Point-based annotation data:
---
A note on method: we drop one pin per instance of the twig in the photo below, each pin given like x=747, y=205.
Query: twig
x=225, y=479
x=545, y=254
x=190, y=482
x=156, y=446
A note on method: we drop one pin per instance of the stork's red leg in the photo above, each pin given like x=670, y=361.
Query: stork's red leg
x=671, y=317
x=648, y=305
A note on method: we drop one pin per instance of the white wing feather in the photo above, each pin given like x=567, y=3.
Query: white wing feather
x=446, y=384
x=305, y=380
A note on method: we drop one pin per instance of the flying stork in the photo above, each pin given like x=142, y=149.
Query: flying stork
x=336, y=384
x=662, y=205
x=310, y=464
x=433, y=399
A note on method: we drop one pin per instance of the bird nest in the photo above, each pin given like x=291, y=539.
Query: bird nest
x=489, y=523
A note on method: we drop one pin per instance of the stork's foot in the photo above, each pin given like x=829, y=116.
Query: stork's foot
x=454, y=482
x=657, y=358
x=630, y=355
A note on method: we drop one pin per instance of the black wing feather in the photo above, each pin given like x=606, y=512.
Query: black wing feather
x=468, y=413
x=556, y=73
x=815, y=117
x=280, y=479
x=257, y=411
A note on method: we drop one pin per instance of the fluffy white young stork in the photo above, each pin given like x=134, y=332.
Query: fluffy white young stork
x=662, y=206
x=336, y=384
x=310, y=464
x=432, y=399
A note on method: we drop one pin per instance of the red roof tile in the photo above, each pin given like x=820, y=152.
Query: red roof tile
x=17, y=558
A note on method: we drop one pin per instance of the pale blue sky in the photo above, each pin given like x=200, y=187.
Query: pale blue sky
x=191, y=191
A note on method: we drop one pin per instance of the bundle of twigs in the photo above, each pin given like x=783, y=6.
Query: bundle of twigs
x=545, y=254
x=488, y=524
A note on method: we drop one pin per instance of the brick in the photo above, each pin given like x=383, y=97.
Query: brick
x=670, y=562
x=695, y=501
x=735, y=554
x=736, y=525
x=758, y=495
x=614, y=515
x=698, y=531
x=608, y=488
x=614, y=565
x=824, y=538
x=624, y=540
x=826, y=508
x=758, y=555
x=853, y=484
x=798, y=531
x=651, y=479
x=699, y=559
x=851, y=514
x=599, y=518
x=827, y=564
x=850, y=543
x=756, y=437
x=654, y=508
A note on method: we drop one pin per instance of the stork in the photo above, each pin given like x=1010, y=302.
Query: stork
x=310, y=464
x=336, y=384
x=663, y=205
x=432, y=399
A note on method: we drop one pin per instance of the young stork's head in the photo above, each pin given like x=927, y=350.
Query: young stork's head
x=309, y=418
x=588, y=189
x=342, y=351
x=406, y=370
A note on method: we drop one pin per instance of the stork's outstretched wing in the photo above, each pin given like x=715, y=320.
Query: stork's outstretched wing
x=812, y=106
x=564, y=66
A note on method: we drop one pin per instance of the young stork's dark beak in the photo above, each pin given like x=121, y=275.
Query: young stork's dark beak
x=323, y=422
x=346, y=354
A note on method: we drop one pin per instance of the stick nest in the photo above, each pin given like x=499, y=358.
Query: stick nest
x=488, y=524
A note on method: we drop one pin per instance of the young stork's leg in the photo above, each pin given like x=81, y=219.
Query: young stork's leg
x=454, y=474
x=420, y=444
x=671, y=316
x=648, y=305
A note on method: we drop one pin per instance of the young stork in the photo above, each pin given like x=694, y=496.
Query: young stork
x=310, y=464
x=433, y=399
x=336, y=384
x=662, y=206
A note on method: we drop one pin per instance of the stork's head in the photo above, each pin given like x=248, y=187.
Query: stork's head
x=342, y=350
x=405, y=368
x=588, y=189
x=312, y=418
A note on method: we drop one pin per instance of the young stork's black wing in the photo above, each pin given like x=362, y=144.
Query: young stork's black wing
---
Replace "brick" with "stone block" in the part of the listing that opens with the line containing "like x=820, y=152." and closes with the line containing "x=564, y=66". Reproduce only those lines and keep all other text the same.

Exercise solution:
A note on method: we drop one pin per instance of the red roof tile in the photo above, each pin given like x=820, y=152.
Query: red roof tile
x=17, y=558
A note on method: we drop one pin per instance of the pale blue sky in the photo above, each pin given like x=200, y=187.
Query: pale blue sky
x=191, y=191
A note on method: we drop one pin per instance of the bundle of twigs in the photo above, each pin given like x=783, y=6.
Query: bundle of twigs
x=545, y=254
x=488, y=524
A note on method: we drop one pin per instance of the stone block in the photo above, each pin given like x=383, y=97.
Query: stone block
x=670, y=562
x=695, y=501
x=735, y=554
x=736, y=525
x=758, y=495
x=614, y=515
x=698, y=531
x=608, y=488
x=614, y=565
x=824, y=538
x=624, y=540
x=826, y=508
x=758, y=555
x=853, y=484
x=798, y=531
x=651, y=479
x=699, y=559
x=851, y=514
x=599, y=518
x=827, y=564
x=850, y=543
x=756, y=437
x=654, y=508
A note on method: we drop one pin per instance of the stork in the photo above, each pin given like x=1010, y=302.
Query: stork
x=310, y=464
x=336, y=384
x=663, y=205
x=432, y=399
A note on method: we drop one pin per instance of the young stork's head in the photo above, each pin given like x=927, y=350.
Query: young stork's head
x=309, y=418
x=588, y=189
x=342, y=351
x=406, y=370
A note on method: we drop one pin per instance of the stork's outstretched wing in the photo above, each pin given like x=715, y=320.
Query: stork's outstretched wing
x=812, y=106
x=564, y=66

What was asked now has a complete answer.